Do this: Copy the lines below, beginning at the line that contains "of the dark" and stopping after the line that contains "Target: stone pedestal", and shift every x and y coordinate value up by 17 while leaving all other text unchanged.

Provided information:
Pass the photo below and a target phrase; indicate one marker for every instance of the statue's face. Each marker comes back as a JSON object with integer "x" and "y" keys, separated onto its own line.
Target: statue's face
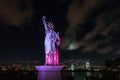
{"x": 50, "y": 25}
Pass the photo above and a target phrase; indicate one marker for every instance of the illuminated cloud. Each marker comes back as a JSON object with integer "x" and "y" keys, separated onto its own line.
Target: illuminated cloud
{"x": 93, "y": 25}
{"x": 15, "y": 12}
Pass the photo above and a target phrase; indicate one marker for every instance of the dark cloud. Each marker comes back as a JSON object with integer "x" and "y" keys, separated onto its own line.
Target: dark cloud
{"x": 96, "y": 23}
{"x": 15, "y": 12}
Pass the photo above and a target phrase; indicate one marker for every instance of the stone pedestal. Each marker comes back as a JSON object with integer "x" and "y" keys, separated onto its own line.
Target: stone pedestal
...
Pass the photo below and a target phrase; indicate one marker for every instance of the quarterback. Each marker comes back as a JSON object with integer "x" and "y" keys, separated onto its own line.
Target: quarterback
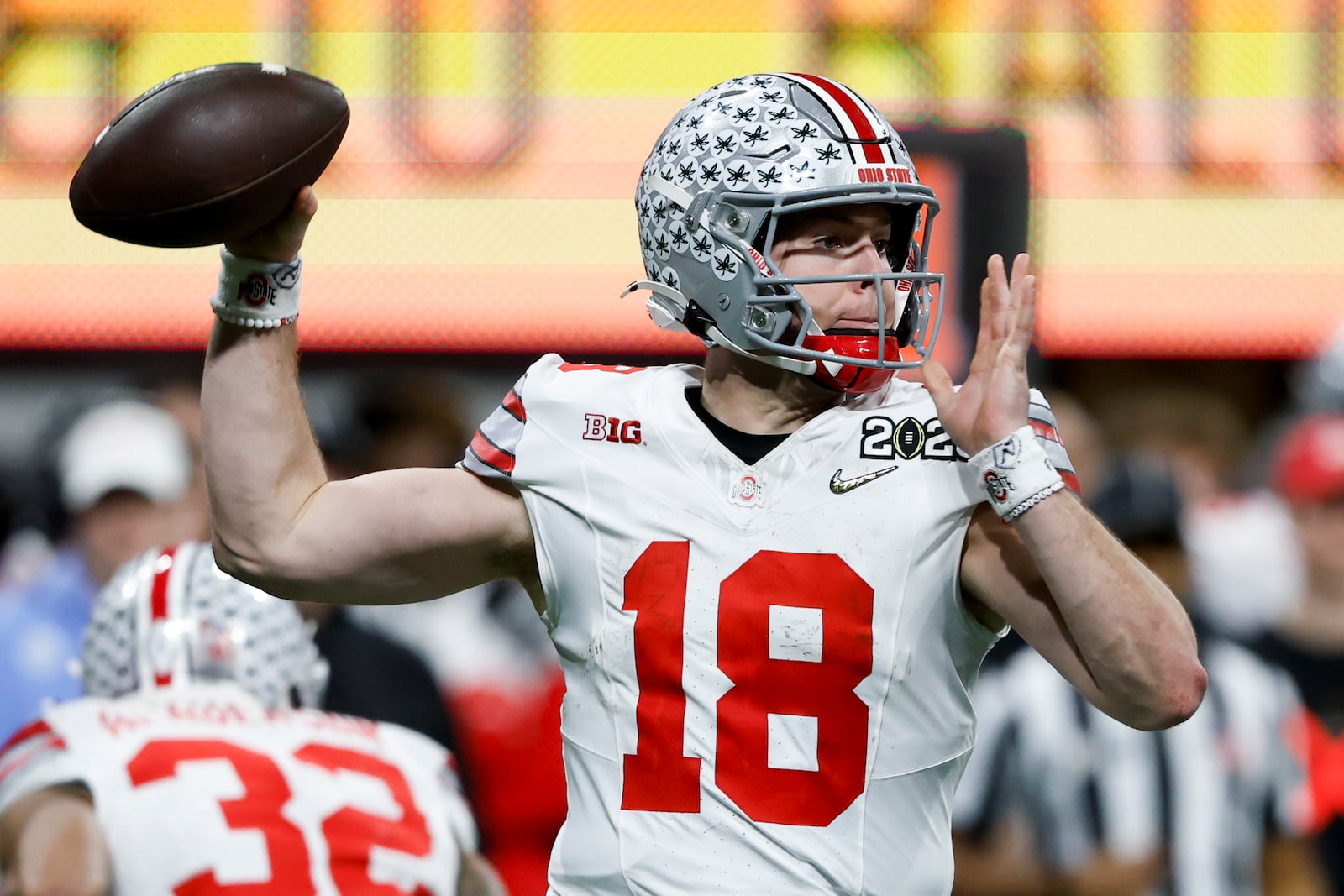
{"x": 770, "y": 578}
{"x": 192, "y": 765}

Response:
Pass the photo above and a target phrase; indicate one marker for every instance of the dark cloud. Each marker comes back as a JSON object with integer "x" and "y" keys, separated onto its own line.
Target: dark cloud
{"x": 113, "y": 40}
{"x": 32, "y": 29}
Pass the photo above and a target phrase; indicate one marker for every instance of the stone pedestal. Each marker comes back as a JSON object with integer "x" and "y" keys, separated onto its own line.
Target: stone pedestal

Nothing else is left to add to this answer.